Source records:
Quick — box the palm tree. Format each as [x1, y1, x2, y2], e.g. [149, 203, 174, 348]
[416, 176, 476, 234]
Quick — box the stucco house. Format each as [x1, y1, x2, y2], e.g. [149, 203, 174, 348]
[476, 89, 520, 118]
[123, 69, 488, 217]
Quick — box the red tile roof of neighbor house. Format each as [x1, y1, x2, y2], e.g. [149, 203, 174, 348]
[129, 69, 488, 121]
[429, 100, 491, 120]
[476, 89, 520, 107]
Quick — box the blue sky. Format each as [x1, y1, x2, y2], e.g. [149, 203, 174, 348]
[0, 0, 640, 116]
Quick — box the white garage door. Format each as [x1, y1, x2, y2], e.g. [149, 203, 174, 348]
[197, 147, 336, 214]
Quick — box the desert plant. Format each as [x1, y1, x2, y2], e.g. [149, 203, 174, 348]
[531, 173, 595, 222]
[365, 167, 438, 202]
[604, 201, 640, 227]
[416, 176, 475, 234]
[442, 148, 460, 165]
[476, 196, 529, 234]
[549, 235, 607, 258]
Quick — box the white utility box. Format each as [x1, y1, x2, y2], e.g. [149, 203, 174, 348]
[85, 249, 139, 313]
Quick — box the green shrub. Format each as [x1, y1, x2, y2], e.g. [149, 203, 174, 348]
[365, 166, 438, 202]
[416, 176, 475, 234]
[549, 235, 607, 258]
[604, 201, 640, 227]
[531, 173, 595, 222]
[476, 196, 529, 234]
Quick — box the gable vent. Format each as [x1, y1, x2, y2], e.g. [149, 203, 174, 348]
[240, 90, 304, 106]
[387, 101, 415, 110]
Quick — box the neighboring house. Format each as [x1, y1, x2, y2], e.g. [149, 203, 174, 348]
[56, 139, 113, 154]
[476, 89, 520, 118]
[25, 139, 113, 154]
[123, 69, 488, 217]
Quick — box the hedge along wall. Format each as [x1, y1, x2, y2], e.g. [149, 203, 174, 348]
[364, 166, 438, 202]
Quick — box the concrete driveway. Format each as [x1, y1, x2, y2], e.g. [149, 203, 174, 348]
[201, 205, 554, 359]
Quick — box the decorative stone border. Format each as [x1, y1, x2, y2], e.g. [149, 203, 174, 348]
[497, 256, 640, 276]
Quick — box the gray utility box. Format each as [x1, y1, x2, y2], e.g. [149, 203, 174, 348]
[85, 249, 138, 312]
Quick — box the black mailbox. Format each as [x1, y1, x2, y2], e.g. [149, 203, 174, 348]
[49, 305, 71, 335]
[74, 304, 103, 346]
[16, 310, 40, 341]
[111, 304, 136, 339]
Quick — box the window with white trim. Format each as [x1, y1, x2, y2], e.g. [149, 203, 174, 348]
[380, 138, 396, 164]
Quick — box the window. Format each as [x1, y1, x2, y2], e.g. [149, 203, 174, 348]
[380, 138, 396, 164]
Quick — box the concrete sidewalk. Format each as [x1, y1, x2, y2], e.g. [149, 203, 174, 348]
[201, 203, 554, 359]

* [Goal]: Copy out the rows from the line containing "Quick — box the white garage" through the line containing "[111, 304, 136, 339]", swapping "utility box" for "electrical box" and changing nothing else.

* [Result below]:
Quick — box the white garage door. Format each as [x1, y1, x2, y2], e.g. [149, 203, 174, 348]
[197, 147, 336, 214]
Quick — box the desert plant. Format each as [x1, y1, x2, y2], e.g. [149, 203, 174, 348]
[531, 173, 595, 222]
[365, 167, 438, 202]
[604, 201, 640, 227]
[416, 176, 475, 234]
[442, 148, 460, 165]
[476, 196, 529, 234]
[549, 235, 607, 258]
Quick — box the white electrical box. Format each as [x1, y1, x2, y2], e.g. [149, 203, 174, 348]
[85, 249, 139, 313]
Quick — box the green shrub. Format each as [x1, y1, x2, y2], e.g. [149, 203, 174, 348]
[365, 166, 438, 202]
[416, 176, 475, 234]
[549, 235, 607, 258]
[604, 201, 640, 227]
[531, 173, 595, 222]
[476, 196, 529, 234]
Quick — box the gable vent. Format each as [x1, y1, x2, y2], e.g. [149, 203, 174, 348]
[240, 90, 304, 106]
[387, 101, 415, 110]
Quick — box the neighboring house. Format each as [x1, y1, x2, y2], e.g. [149, 203, 174, 348]
[56, 139, 113, 154]
[476, 89, 520, 118]
[25, 139, 113, 154]
[123, 69, 488, 217]
Quick — box the hedge along wall. Format each as [x1, y1, x2, y2], e.g. [149, 203, 174, 348]
[364, 166, 438, 202]
Quick — box the concrete driveway. Format each as [x1, y1, x2, y2], e.g. [149, 203, 174, 348]
[201, 205, 554, 359]
Quick — box the decorative stone border. Format each as [x1, y1, x2, y2], e.g. [149, 203, 174, 348]
[497, 256, 640, 276]
Quick — box the gray electrical box. Format each as [x1, y1, x2, y2], e.g. [149, 203, 174, 348]
[85, 249, 138, 312]
Quick — box the black mailbox. Format each as [x1, y1, x2, y2], e.g. [149, 203, 174, 348]
[49, 305, 71, 335]
[74, 304, 103, 346]
[16, 310, 40, 341]
[111, 304, 136, 339]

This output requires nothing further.